Problem details:
Retype all of the data exactly as given.

Task input:
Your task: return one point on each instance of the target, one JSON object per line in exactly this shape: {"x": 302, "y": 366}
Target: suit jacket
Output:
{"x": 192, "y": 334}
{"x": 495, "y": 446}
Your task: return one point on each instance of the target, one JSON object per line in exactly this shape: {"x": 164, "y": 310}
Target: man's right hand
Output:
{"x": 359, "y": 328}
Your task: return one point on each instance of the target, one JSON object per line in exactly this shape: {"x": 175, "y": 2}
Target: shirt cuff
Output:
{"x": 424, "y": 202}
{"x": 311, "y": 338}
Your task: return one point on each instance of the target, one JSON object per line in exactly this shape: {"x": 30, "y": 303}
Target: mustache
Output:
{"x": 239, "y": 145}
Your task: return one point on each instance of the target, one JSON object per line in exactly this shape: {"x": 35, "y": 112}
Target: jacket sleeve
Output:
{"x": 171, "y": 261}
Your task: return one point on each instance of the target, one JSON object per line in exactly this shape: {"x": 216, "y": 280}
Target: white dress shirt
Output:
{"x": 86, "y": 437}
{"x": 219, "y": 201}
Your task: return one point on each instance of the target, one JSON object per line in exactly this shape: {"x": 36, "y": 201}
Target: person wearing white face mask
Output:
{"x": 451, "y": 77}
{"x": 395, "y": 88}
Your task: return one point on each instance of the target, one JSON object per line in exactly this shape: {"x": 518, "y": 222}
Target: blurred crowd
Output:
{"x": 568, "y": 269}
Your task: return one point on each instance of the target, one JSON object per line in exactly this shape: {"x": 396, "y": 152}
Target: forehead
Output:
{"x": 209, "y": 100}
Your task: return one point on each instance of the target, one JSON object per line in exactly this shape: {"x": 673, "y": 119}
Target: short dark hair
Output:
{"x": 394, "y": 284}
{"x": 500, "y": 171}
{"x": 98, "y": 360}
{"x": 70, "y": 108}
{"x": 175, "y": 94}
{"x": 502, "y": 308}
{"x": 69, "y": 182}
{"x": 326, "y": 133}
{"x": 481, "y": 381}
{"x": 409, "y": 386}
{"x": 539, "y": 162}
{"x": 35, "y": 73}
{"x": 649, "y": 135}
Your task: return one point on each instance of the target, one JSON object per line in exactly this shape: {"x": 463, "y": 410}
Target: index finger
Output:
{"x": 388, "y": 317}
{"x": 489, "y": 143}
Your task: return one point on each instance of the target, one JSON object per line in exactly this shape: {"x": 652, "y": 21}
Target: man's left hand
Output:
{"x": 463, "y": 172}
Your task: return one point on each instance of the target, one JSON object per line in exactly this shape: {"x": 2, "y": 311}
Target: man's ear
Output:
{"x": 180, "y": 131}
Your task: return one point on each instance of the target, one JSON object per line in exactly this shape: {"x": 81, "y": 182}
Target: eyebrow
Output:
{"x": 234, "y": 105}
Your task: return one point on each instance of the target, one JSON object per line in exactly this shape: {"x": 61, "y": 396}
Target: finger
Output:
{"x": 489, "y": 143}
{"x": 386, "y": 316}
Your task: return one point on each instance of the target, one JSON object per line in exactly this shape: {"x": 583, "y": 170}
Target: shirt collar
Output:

Worked answer:
Your task: return one point on each instance of the target, one JSON object per line in exactly this shape: {"x": 302, "y": 366}
Target: suit jacket
Output:
{"x": 192, "y": 334}
{"x": 495, "y": 446}
Your task: return one point on each instance of the target, one JSON object per line in exactly this shape: {"x": 164, "y": 310}
Target: man's right hand
Output:
{"x": 359, "y": 328}
Your task: return one point on each instance of the target, one JSON object per line in exactly this shape: {"x": 175, "y": 2}
Target: shirt cuff
Output:
{"x": 424, "y": 202}
{"x": 311, "y": 338}
Your task: return one point on each instance of the target, one JSON object per line in exactly this shape: {"x": 30, "y": 303}
Target: mustache
Output:
{"x": 239, "y": 145}
Your task: return one point on each instance of the target, one JSON object per line in exactly this shape: {"x": 35, "y": 112}
Target: jacket sleeve
Output:
{"x": 171, "y": 261}
Your task: return one point on each instance of the target, one JSON object per line in exactly this shape: {"x": 216, "y": 280}
Target: white dress shirt
Output:
{"x": 86, "y": 437}
{"x": 219, "y": 201}
Your task: return one point on each instance of the target, one JSON object per line in exactly this shape: {"x": 36, "y": 201}
Target: person wearing white face mask
Output:
{"x": 451, "y": 77}
{"x": 395, "y": 88}
Your task: return one point on each instance of the target, one JSON object per line in exactly this shape: {"x": 518, "y": 222}
Target: blurred crowd
Output:
{"x": 568, "y": 269}
Your task: return one point on each instance of the target, one JSON object per line in exactly this shape: {"x": 396, "y": 152}
Target: forehead
Output:
{"x": 209, "y": 100}
Your task: return one point on each instance of the target, one JSON object per line in exactly this shape: {"x": 673, "y": 119}
Target: short dark hair
Output:
{"x": 394, "y": 284}
{"x": 500, "y": 171}
{"x": 98, "y": 360}
{"x": 70, "y": 108}
{"x": 175, "y": 94}
{"x": 502, "y": 308}
{"x": 69, "y": 182}
{"x": 326, "y": 133}
{"x": 481, "y": 381}
{"x": 409, "y": 386}
{"x": 539, "y": 162}
{"x": 35, "y": 73}
{"x": 649, "y": 135}
Your task: return one point on each instance of the target, one JSON object per line in exactly this shape: {"x": 463, "y": 410}
Target: index finger
Output:
{"x": 388, "y": 317}
{"x": 489, "y": 143}
Your task: return one point on each instance of the target, one JSON object per line in exactly this shape: {"x": 652, "y": 21}
Target: man's left hand
Output:
{"x": 463, "y": 172}
Your task: return one point on each instance of the target, one JSON object per line in exactly this shape: {"x": 2, "y": 311}
Target: man's ear
Output:
{"x": 180, "y": 131}
Your task: return one point on each instance of the target, one JSON object per line in exactly this shape: {"x": 81, "y": 182}
Target: eyebrow
Output:
{"x": 234, "y": 105}
Your task: return one point on each instance of the target, one JSON object per line in exactly this shape: {"x": 61, "y": 396}
Target: finger
Output:
{"x": 489, "y": 143}
{"x": 386, "y": 316}
Your task: return one point on each instance of the target, one JSON object per line in exactly this shape: {"x": 583, "y": 170}
Target: shirt collar
Output:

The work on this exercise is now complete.